SET TASKS:
• a. Answer these questions about the passage on the film Hunger:
(i) How long is the uninterrupted static take in the second act?
(ii) Which two characters does the passage call the only two developed "real" characters in the film?
(iii) What is Sands dressed in during the third act?
• b. Carry on the passage on the film Hunger from where it stops.

[Begin EXTRACT]

The violent attacks on the Republican prisoners is followed directly by another critical scene, outside of the prison, where a lone Republican gunman kills the same prison officer seen earlier while he visits his mother in a nursing home.

The callousness of this assassination is tempered by the volume of violence dished out by the riot prison officers against the prisoners in the preceding scenes. This editing sequence clearly establishes a legitimatisation of revolutionary violence over state force. Although Hunger’s murder scene is clearly reminiscent of Alan Clarke’s Elephant, this echo functions very differently as it shares only a formal relationship.

The second act of the film consists of a radical shift in rhythm and visual approach, as the camera remains static for an uninterrupted 18-minute take; this has rightly placed Hunger in film history for this virtuoso scene.

The scene unfolds a robust and combative conversation from either side of the ideological fissure between the physical force Republican tradition and constitutional Nationalism, as represented by the only two developed ‘real’ characters in the film: Bobby Sands and Father Denis McFaul, aka Denis the Menace.

The stillness of this central act is followed by the third act where we encounter Sands in a silent, emaciated state, dressed in striped pyjamas.    His frail frame, zombie-like gaunt expression has an immediate, striking presence and is reminiscent of much iconic imagery. Bobby Sands has now been transformed into an existential prisoner and through the decline of his own body he gradually loses the umbilical life connection to the physical world, encased and trapped in a muted, exhausting nightmare. The emphasis on the body’s mutation into corpse is intensified in this final phase, as his physical body becomes the total locus of the resistance. The realism of the scene is compounded by the actor (Michael Fassbender) losing weight for this role.

[End EXTRACT]
[Begin RECORD EXTRACTS]

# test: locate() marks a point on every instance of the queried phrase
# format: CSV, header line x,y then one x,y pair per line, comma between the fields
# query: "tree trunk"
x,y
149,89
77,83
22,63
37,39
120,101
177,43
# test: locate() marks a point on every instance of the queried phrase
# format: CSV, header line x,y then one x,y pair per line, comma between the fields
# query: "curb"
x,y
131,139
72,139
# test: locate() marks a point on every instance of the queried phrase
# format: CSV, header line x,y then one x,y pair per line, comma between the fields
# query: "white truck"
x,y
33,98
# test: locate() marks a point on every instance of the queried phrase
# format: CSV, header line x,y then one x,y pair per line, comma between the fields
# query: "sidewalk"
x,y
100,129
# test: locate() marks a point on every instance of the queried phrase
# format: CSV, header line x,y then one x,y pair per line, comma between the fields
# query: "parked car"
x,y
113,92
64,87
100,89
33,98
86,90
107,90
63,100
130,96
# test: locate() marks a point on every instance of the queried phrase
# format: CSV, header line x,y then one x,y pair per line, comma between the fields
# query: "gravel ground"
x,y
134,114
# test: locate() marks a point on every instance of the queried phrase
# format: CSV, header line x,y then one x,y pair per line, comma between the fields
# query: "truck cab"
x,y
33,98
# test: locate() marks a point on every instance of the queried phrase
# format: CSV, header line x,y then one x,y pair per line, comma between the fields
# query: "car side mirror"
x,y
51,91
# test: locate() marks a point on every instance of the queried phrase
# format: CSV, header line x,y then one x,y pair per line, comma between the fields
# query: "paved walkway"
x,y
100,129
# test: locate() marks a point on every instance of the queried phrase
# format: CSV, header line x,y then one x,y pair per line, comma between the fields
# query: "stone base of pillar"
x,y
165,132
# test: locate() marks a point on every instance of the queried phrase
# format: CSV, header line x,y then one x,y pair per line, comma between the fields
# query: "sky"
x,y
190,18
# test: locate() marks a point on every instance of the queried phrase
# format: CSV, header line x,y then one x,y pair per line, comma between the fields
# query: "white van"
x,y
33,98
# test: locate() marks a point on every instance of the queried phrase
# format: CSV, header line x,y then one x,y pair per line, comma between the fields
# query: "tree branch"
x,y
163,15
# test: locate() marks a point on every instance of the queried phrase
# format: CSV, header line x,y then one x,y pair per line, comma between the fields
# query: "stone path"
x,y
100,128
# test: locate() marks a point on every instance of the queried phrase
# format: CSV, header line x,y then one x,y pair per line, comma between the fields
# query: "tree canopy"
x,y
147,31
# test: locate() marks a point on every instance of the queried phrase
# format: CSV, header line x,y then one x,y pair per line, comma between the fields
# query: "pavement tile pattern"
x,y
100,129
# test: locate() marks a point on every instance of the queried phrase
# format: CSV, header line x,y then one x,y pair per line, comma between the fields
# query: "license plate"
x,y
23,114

[End RECORD EXTRACTS]

ANSWERS FOR THIS EXERCISE:
• a.
(i) 18 minutes.
(ii) Bobby Sands and Father Denis McFaul.
(iii) Striped pyjamas.

• b.
Much of Hunger’s impact is created through the film’s meditating and contemplating of the subterranean prison space. This selection of forensic detail is nightmarish and utterly immersive. There is a fixation with point of view throughout the film, as the gaze is passed like a baton from anonymous prisoners to the protagonist, Bobby Sands, as we follow his descent from violence to an altered state and eventual transcendent death. This ghost train journey is deeply emotive as we face our own screen mortality through Sands’s mutation.

McQueen has described his intention for Hunger as:

I want to show what it was like to see, hear, smell and touch in the H-Block in 1981. What I want to convey is something you cannot find in books and archives: the ordinary and extraordinary, of life in this prison.
(De Abaitua, M., 2009, p. 6)

This aesthetic assault is, for many, the film’s most remarkable feature, however McQueen’s remark on archival resources suggests a certain shortcoming with the film’s historical interpretation. Hunger tends to serve the myth of Bobby Sands and the 1981 Hunger Strikers rather than penetrate this miasma.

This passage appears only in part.